> _Data section_:

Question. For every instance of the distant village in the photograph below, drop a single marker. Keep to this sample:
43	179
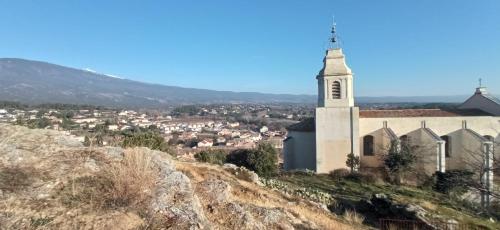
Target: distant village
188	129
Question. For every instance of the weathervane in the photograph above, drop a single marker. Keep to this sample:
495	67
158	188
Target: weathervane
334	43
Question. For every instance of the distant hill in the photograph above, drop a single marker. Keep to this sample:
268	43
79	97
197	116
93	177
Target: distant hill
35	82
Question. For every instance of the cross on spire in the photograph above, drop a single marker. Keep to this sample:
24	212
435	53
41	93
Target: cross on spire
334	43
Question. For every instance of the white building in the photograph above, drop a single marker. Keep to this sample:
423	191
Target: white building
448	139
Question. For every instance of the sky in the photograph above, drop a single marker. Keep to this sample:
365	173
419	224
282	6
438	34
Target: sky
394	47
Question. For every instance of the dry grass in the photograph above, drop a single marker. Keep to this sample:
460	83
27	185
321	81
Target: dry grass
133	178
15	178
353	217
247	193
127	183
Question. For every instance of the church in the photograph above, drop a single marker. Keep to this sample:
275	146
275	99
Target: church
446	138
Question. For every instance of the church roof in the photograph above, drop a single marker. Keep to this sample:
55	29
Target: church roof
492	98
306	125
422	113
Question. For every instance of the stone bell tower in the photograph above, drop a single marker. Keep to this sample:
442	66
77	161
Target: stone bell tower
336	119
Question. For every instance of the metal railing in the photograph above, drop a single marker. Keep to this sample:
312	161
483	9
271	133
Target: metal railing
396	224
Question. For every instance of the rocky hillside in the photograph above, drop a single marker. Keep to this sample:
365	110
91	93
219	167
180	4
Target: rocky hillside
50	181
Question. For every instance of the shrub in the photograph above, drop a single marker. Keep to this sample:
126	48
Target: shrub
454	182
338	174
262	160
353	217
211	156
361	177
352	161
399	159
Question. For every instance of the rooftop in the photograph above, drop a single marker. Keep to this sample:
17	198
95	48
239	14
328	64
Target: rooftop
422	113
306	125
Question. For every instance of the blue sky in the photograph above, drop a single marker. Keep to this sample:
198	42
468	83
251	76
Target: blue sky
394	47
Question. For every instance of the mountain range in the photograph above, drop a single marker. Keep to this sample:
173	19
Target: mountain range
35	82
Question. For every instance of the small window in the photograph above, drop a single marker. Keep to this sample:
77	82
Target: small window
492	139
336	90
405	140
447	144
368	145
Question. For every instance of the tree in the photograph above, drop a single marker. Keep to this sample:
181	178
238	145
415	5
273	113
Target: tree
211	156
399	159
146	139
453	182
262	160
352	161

* * *

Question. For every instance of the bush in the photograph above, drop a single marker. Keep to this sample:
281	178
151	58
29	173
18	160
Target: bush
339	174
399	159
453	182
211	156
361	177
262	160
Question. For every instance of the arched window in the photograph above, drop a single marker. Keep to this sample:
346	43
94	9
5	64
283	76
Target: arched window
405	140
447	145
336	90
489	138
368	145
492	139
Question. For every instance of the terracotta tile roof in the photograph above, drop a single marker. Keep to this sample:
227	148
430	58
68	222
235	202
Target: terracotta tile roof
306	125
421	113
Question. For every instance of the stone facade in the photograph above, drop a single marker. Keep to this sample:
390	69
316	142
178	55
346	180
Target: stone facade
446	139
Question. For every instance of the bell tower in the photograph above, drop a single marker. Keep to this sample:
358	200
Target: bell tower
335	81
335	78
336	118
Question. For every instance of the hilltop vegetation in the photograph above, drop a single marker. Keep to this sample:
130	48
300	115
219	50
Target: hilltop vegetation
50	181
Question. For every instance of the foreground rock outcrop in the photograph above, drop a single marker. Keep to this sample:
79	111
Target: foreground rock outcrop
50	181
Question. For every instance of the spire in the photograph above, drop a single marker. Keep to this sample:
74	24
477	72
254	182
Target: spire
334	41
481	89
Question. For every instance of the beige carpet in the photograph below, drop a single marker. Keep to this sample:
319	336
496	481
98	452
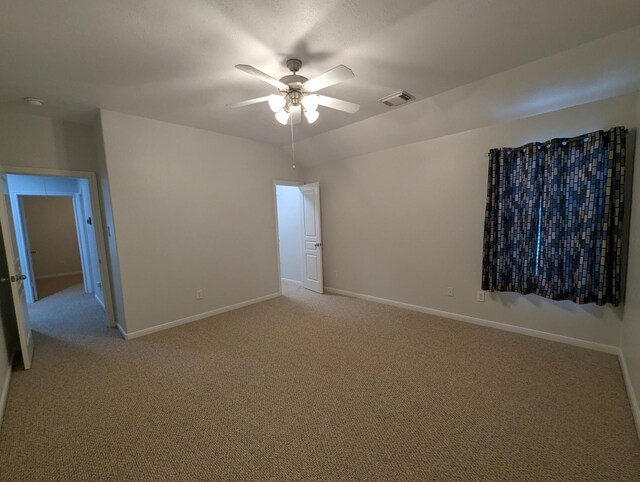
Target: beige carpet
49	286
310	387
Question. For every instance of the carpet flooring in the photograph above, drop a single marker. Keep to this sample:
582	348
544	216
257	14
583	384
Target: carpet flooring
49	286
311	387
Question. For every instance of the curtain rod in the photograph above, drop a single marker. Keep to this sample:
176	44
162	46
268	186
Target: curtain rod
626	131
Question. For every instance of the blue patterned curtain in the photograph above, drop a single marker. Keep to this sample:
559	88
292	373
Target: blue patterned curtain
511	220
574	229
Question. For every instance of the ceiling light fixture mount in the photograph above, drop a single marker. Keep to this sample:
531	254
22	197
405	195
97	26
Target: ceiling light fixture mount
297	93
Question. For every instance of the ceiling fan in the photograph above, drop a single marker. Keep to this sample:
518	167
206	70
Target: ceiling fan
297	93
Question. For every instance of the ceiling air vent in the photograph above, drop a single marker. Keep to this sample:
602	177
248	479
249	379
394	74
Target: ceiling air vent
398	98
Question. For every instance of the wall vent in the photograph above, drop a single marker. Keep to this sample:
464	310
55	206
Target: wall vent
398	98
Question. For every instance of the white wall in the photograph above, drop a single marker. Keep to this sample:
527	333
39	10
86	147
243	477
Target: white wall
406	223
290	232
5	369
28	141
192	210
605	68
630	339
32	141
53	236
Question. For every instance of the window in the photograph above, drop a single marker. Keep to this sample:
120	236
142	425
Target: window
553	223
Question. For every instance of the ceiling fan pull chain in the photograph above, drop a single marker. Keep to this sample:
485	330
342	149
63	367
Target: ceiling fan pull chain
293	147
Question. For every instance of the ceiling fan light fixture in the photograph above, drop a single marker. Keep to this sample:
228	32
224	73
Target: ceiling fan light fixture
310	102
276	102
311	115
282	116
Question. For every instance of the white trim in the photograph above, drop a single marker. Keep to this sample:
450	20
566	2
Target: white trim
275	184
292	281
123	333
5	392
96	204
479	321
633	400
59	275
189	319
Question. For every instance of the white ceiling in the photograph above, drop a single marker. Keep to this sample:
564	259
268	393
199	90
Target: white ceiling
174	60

> _What is required_:
Pick from the records each line that contains the word "below" and show it.

> _Exercise output_:
Question. For every instance of the distant village in the photograph below, drop a single marker. Keep to this sample:
Question. For every instance of the beige carpet in the photograph below, drop a single marker. Keep to this sample:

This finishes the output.